**What you will do:**
Rewrite every line from the line with "Category: front drive wheel" through the end of the items, keeping the requests, and scale each coordinate in the answers by 0.65, rounding to whole numbers with halves rounded up. Leave the numbers in the requests unchanged.
** BEGIN Dataset extract **
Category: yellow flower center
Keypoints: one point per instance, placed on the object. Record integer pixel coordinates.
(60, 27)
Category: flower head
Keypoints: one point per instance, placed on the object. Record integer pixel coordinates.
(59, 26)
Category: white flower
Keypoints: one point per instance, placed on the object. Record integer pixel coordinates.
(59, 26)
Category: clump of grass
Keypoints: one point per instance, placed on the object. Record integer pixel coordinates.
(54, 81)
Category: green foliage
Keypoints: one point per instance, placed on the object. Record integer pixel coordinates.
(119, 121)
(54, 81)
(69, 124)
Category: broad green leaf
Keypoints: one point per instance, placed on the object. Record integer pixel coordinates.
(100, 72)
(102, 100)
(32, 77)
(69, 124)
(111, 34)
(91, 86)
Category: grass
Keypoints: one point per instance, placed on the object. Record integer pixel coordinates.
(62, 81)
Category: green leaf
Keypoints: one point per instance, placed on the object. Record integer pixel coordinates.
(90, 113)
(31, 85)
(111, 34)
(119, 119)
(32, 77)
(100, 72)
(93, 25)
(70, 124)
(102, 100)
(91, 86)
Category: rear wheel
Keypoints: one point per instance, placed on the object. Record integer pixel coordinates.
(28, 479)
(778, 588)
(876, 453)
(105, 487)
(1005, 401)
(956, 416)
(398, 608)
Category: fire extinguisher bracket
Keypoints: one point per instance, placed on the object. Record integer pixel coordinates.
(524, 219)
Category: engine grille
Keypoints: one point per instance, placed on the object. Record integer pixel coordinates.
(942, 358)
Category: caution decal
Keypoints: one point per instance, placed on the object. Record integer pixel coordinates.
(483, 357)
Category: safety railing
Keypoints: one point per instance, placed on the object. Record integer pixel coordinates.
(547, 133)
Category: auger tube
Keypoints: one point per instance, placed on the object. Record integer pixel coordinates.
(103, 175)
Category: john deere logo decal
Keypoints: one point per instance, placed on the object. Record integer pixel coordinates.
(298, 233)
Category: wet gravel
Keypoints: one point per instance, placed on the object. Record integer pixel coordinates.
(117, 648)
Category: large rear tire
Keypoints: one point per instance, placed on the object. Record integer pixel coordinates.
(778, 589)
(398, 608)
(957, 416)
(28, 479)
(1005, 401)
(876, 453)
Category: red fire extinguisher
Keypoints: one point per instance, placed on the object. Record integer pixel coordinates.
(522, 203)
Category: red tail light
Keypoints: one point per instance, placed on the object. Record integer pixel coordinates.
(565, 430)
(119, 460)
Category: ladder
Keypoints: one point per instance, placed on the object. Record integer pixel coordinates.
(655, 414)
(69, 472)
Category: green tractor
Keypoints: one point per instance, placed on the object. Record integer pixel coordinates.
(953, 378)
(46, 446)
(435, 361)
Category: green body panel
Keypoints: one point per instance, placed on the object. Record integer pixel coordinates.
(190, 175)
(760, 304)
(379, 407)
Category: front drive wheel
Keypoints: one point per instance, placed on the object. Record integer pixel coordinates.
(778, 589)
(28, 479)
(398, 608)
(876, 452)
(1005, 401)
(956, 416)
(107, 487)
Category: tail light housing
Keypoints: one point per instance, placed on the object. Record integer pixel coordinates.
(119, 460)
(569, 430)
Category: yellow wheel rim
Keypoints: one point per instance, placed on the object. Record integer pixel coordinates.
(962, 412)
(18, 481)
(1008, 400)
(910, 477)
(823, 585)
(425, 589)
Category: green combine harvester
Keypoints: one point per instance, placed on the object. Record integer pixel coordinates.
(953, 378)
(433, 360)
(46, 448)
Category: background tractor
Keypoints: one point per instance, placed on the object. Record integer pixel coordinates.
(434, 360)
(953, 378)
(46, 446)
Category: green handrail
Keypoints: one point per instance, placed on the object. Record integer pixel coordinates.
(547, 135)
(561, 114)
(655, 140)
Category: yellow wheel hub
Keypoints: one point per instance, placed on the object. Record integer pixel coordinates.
** END Dataset extract **
**Problem solution:**
Category: front drive wheel
Keypoints: one point per instance, placed on the object. Record integer pixel coordinates.
(506, 383)
(18, 311)
(259, 395)
(569, 294)
(653, 261)
(621, 270)
(70, 317)
Category: tail light housing
Keypoints: one point per instance, placed on the object. Record integer pixel coordinates.
(77, 299)
(370, 280)
Category: yellow wheel rim
Keypoints: one point per instance, placed on the object. Record integer pixel coordinates.
(625, 268)
(12, 313)
(655, 260)
(592, 310)
(535, 380)
(276, 383)
Category: green combine harvester
Keypoints: one point per instance, placed on the object. Record integer pixel coordinates.
(619, 246)
(281, 234)
(30, 291)
Category: background tractor
Keypoints: one point per instance, placed on the object. Record integer pixel coordinates.
(282, 234)
(619, 246)
(30, 290)
Category: green handrail
Keypoints: one point per instance, placed on the object. Record integer pixel coordinates.
(356, 88)
(365, 74)
(426, 91)
Category: yellow wheel hub
Keypoints: one point per instance, placed on the object. Record integer pixel coordinates.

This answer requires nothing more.